(Task to complete)
Update the water management passage from the words containing "Water is essential" through the words ending "uses and demands.", rewriting that part with "decision-making" changed to "policymaking".

(Excerpted passage)

────────────────────

Water is essential for our survival. The field of water resources management will have to continue to adapt to the current and future issues facing the allocation of water. With the growing uncertainties of global climate change and the long-term impacts of management actions, the decision-making will be even more difficult. It is likely that ongoing climate change will lead to situations that have not been encountered. As a result, alternative management strategies are sought for in order to avoid setbacks in the allocation of water resources. Ideally, water resource management planning has regard to all the competing demands for water and seeks to allocate water on an equitable basis to satisfy all uses and demands.

There are a variety of strategies for addressing water challenges, from watershed restoration and efficiency improvements to vegetated swales and green roofs. Because water is deeply linked with economic, environmental, and community wellbeing, many of these strategies can also provide other benefits, such as reducing energy use and greenhouse gas emissions, providing wildlife habitat, and enhancing community livability

Advancement of water management system

Water management continues to progress over time as our understanding of the water cycle evolves, new issues emerge, and societal priorities change. Inclusion of multiple benefits into water management is a necessary continuation in water management that allows for a more holistic systems approach to achieving more sustainable water systems

The current paradigm includes integrated water resources management (IWRM), millennium development goals and the UN’s sustainable development goals, and a greater focus on efficiency, or the “soft path” to water management. There are additional efforts to address water challenges through corporate water stewardship, in which companies are identifying and managing water-related business risks and working to mitigate adverse impacts on the environment and communities.  There are a growing number of frameworks and resources for integrated planning and consideration of the multiple benefits of water management strategies.

Water supply, water quality, and flood management improvements are often the primary objectives of water management decisions. Government agencies, businesses, and others have acknowledged the importance of multiple benefits and the potential for multi-benefit approaches to help build partnerships, leverage resources, optimize the value of investments, and garner public support. Communities throughout the globe are examining and advancing water management strategies that achieve multiple benefits, from complete street projects that create safe transportation options for all users and reduce pollutant runoff to water efficiency programs that reduce water and energy demand while increasing in-stream flows.

────────────────────

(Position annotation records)

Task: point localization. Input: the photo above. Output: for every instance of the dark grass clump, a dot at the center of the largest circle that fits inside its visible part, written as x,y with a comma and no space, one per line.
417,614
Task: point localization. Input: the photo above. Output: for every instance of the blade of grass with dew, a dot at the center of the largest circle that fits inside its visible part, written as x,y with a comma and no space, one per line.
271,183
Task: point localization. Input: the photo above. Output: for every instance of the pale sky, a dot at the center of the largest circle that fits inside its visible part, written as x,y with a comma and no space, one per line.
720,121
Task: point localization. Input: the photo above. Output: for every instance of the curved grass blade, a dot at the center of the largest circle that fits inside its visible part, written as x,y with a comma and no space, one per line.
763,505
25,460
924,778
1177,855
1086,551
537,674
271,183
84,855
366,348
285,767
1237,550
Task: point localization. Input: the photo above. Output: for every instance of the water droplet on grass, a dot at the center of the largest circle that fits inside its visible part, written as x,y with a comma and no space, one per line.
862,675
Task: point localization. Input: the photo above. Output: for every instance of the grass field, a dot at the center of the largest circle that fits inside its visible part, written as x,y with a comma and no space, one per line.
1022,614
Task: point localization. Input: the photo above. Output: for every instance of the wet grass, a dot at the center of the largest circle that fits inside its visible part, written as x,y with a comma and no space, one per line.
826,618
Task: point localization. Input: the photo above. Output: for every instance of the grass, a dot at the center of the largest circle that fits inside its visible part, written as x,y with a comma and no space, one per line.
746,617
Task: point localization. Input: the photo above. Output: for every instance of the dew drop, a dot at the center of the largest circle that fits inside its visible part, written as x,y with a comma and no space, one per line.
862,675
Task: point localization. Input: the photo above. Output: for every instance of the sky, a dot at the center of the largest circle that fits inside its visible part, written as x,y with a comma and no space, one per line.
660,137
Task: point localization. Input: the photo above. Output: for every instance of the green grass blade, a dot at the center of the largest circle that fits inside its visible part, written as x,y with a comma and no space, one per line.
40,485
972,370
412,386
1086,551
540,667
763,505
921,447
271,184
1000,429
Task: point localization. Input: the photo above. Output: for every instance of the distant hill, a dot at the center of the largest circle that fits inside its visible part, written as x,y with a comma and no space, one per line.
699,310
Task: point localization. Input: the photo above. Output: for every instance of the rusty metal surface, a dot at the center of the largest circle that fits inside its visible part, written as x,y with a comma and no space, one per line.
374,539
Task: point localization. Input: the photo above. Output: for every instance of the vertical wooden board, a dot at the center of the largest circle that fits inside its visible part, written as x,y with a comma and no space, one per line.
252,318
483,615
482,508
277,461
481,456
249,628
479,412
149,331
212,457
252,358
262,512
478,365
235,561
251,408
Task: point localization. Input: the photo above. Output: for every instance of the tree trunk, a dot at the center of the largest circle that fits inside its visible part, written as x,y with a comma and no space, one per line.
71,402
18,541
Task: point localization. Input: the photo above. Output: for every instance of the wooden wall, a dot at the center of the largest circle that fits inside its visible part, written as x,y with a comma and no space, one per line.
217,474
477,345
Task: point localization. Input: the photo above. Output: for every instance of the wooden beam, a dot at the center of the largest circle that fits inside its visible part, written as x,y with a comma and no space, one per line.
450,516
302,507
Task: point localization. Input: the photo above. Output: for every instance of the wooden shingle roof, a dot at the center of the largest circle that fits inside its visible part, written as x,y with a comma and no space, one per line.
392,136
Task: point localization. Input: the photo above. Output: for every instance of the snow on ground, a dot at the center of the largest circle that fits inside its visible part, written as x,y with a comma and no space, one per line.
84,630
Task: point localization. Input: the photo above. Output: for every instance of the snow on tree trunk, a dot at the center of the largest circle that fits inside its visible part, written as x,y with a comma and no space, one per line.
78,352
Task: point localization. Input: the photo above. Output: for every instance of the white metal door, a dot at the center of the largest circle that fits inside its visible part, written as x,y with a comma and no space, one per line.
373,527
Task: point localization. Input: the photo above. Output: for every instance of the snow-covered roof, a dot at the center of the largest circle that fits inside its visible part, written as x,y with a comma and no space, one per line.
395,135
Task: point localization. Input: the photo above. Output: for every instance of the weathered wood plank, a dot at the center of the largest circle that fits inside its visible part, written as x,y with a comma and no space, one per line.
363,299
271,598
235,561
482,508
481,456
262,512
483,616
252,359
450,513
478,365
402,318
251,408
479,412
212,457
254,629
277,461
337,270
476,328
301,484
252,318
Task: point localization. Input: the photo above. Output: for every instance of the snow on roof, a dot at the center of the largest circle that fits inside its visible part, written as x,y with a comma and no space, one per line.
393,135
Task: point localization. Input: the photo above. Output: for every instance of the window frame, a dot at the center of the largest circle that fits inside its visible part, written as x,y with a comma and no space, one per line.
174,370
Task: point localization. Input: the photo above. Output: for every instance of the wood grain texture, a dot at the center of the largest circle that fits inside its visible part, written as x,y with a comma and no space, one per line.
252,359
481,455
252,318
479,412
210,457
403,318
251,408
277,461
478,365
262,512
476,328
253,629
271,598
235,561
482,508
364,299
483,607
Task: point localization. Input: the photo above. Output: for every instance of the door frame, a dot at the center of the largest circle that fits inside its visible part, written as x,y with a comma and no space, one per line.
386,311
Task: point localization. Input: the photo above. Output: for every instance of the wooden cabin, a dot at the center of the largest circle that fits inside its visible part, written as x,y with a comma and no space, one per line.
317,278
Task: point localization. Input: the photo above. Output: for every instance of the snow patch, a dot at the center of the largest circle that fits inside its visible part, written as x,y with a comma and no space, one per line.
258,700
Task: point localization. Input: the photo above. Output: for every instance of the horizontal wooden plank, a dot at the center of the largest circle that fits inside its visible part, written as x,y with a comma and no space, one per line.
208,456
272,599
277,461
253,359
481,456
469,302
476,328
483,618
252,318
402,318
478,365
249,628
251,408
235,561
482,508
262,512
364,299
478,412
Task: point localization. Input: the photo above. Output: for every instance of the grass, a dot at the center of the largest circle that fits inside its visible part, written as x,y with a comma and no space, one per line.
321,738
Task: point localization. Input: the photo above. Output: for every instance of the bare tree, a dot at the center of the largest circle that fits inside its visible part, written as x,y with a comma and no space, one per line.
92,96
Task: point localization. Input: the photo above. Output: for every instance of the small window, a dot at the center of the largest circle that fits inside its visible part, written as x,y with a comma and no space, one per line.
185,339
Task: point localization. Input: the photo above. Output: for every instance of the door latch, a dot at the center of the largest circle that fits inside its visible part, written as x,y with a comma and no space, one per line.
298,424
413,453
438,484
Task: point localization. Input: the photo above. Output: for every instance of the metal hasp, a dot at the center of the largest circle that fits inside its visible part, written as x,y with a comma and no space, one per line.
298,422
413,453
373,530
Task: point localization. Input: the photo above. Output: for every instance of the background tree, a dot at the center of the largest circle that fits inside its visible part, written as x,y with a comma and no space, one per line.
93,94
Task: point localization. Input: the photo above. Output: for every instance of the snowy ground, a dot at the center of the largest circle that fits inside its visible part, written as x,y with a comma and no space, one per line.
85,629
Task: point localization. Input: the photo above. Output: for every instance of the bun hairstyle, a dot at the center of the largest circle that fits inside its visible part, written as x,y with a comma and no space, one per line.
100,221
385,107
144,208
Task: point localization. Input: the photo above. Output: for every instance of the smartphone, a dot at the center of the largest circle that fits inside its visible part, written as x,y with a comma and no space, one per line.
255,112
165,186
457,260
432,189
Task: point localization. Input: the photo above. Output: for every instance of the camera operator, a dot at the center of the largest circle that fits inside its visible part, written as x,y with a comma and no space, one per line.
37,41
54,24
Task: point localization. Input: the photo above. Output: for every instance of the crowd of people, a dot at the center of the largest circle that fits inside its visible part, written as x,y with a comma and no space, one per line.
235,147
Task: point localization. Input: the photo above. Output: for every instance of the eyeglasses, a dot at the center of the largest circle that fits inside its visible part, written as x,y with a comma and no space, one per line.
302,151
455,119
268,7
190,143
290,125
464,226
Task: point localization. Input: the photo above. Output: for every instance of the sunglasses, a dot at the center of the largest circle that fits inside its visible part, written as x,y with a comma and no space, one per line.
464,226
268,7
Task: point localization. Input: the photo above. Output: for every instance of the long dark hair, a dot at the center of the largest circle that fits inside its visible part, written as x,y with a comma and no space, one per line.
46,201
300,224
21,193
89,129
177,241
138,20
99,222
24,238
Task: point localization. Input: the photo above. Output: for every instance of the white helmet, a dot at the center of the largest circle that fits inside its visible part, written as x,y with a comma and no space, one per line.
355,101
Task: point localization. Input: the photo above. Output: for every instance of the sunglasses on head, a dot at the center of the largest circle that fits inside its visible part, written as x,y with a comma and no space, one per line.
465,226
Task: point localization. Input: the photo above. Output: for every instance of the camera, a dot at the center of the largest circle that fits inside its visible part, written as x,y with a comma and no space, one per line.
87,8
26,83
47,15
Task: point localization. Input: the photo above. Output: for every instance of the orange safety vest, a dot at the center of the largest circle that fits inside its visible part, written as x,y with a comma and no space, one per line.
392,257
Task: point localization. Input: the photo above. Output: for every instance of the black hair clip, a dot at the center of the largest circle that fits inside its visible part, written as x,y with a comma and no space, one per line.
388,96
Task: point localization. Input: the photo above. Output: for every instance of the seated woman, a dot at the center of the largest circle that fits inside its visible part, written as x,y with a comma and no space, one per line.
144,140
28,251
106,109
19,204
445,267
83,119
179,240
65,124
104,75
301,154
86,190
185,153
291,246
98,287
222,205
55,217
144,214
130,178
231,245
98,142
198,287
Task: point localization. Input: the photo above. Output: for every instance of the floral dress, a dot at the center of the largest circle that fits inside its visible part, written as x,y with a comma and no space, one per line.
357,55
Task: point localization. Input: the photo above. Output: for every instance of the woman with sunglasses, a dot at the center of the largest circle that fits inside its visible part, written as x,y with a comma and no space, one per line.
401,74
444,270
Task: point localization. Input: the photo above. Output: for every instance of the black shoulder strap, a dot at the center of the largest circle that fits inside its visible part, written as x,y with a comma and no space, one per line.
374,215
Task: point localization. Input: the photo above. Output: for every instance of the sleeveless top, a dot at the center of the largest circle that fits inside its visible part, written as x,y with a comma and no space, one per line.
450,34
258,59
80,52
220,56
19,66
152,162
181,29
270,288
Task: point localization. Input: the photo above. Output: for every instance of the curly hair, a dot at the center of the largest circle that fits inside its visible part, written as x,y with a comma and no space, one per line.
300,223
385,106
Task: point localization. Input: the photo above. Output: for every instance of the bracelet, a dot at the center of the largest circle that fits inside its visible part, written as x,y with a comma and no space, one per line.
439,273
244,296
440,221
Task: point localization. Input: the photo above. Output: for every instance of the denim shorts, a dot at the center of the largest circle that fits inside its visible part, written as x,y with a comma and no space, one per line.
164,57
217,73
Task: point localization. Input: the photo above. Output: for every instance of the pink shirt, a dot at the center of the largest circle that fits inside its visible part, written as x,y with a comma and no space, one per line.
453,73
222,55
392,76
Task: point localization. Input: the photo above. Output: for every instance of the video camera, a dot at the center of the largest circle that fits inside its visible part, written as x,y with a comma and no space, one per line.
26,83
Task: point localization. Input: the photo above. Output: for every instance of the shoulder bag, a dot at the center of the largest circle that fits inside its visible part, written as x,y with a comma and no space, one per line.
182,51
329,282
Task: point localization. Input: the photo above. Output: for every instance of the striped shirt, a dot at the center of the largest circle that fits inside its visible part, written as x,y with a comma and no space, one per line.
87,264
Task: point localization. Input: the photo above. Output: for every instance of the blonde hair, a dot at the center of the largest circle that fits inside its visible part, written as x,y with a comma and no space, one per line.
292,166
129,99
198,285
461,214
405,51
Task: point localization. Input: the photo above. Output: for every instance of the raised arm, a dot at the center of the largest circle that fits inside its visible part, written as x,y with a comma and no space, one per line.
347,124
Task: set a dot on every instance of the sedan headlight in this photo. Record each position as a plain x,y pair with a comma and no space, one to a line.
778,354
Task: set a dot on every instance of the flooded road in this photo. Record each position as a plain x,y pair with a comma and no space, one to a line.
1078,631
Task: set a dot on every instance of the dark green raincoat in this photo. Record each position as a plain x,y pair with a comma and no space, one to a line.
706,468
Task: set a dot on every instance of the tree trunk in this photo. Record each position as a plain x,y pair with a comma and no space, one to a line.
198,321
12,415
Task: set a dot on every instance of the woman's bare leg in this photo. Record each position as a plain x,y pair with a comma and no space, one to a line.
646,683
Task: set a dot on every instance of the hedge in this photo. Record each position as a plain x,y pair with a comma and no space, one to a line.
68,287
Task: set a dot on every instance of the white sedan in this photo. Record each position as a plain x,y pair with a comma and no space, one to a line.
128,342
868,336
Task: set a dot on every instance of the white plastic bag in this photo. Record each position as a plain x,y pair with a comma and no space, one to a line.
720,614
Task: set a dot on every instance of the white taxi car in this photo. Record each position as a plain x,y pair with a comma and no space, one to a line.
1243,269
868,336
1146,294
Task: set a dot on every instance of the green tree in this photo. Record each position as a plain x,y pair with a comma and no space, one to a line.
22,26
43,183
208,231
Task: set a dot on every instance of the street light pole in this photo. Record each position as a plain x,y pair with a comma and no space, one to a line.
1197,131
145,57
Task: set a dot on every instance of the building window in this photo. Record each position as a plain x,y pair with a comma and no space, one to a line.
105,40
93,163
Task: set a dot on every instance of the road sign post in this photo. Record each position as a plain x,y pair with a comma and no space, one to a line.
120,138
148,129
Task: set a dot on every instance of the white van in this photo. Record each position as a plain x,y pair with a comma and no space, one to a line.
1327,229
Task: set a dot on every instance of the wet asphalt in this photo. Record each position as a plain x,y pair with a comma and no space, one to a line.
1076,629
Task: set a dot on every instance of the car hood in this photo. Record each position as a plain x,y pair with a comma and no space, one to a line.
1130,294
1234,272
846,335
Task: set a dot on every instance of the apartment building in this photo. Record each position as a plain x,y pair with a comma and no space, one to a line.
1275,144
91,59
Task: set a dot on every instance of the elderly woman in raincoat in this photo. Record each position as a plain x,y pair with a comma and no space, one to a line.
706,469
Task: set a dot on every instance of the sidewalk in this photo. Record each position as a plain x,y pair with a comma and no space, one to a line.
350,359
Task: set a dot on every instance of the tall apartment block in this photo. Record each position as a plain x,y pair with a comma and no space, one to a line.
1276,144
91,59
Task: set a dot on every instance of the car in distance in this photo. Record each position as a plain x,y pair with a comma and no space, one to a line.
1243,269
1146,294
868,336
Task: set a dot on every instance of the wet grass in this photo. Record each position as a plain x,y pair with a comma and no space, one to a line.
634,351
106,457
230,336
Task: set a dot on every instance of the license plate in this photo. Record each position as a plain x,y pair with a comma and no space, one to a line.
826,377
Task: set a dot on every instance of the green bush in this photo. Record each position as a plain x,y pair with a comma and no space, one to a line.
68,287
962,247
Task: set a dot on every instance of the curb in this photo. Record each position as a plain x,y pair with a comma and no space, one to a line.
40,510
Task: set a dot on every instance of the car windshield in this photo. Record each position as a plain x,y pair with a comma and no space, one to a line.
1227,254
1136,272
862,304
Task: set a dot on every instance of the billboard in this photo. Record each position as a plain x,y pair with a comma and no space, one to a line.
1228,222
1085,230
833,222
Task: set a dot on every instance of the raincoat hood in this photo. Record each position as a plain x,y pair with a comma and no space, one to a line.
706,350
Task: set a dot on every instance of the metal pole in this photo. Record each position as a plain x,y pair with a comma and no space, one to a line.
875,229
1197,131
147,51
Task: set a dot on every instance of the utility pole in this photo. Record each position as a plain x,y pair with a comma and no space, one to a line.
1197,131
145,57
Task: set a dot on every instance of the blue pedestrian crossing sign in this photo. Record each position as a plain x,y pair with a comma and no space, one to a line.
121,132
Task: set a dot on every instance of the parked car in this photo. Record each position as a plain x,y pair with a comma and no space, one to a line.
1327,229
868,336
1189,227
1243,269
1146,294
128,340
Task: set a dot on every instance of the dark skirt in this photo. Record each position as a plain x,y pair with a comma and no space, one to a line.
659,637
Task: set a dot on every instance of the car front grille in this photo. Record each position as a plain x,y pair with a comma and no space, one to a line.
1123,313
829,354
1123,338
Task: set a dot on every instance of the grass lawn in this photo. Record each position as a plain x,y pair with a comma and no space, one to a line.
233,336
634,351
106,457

────────────────────

(Output for this task)
Water is essential for our survival. The field of water resources management will have to continue to adapt to the current and future issues facing the allocation of water. With the growing uncertainties of global climate change and the long-term impacts of management actions, the policymaking will be even more difficult. It is likely that ongoing climate change will lead to situations that have not been encountered. As a result, alternative management strategies are sought for in order to avoid setbacks in the allocation of water resources. Ideally, water resource management planning has regard to all the competing demands for water and seeks to allocate water on an equitable basis to satisfy all uses and demands.